Excerpts of pointing data
_ _ _ _
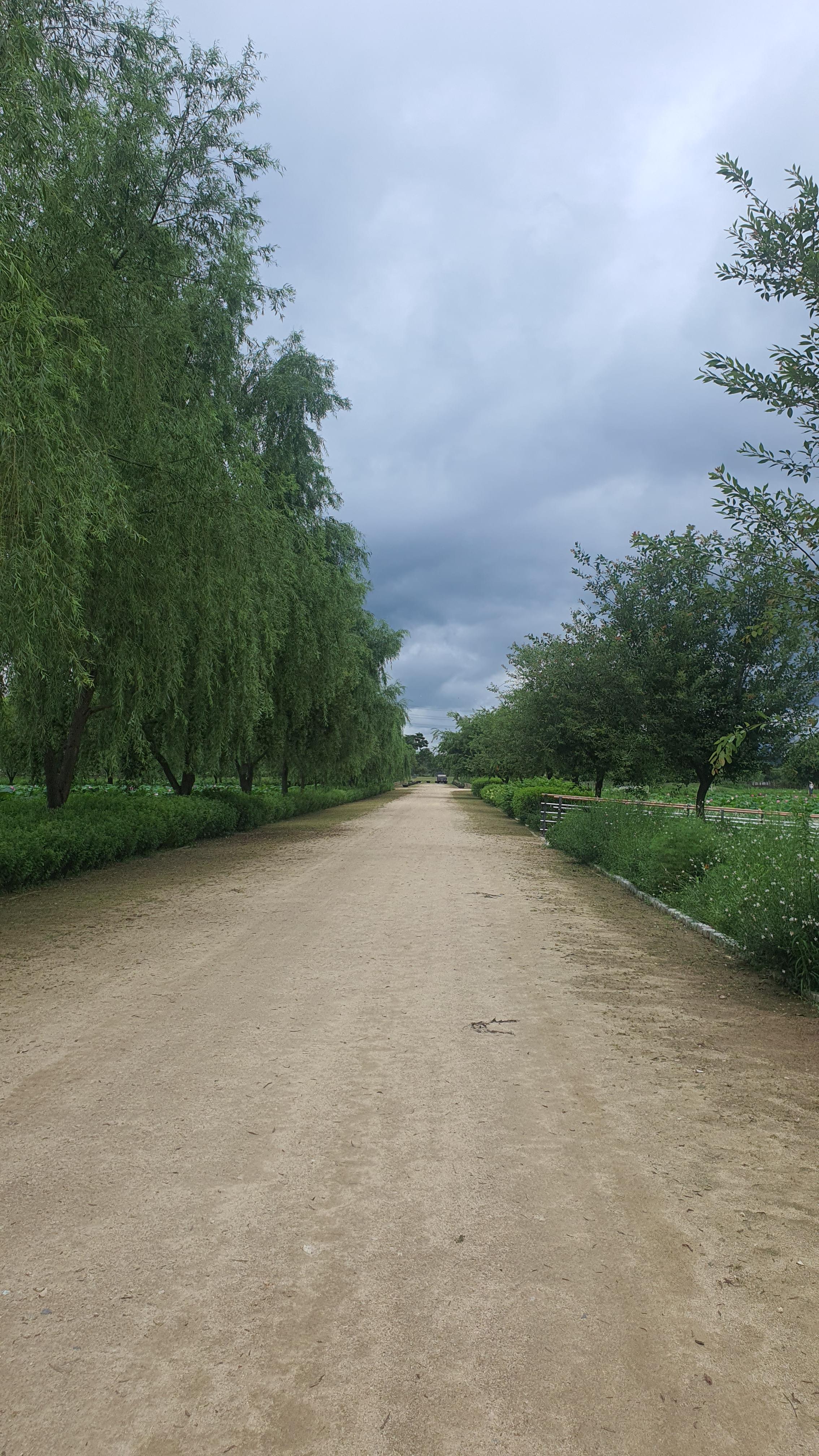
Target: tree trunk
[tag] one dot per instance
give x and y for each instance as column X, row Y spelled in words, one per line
column 183, row 785
column 62, row 762
column 706, row 781
column 245, row 772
_ _ _ _
◆ Task prompt: Copy out the material above word for word, leaving out the picture.

◆ Complete answer:
Target: tree trunk
[tag] one dot per instance
give x and y for each instance as column X, row Y spelled in words, one per line
column 183, row 785
column 62, row 762
column 706, row 781
column 245, row 772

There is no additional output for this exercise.